[AVAILABLE RECORDS Boundary: Start]

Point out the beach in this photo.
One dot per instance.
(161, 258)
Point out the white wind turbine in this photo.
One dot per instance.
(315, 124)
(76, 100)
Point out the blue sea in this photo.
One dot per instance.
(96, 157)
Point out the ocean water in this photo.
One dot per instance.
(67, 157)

[AVAILABLE RECORDS Boundary: End]
[AVAILABLE RECORDS Boundary: Start]

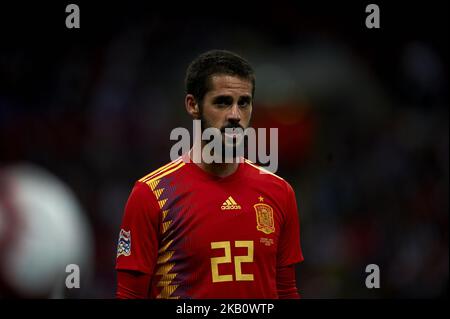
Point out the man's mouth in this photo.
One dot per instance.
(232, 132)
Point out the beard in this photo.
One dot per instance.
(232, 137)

[AVAILABLE RECORDS Boundary: End]
[AVAILABLE RECORDS Boundary: Start]

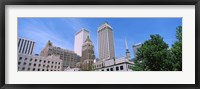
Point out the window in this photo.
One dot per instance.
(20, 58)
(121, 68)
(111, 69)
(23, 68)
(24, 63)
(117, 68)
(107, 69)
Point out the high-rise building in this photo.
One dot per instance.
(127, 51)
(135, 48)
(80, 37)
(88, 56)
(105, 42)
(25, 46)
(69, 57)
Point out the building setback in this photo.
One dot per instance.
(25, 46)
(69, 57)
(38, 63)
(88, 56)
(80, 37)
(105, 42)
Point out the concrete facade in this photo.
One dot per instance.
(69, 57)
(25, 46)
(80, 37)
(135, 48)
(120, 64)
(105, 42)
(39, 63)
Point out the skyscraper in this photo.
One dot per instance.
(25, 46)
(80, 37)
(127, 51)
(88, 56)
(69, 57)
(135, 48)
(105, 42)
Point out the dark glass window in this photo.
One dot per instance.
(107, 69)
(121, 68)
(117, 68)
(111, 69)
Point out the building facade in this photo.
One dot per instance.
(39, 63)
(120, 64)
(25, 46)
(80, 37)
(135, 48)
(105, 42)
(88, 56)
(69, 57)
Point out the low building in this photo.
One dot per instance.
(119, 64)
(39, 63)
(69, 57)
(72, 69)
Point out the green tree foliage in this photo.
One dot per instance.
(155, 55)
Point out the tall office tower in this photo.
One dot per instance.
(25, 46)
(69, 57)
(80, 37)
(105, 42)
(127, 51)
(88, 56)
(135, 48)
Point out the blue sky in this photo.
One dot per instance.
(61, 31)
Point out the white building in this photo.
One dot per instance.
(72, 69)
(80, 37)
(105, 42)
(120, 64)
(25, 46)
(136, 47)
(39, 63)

[AVAILABLE RECORDS Boundary: End]

▸ **EXERCISE**
Copy all the lines from the data above that hold the word "window".

▸ **OUTPUT FOR THIS TASK**
Point out the window in this photo.
Point out the dark glass window in this photo.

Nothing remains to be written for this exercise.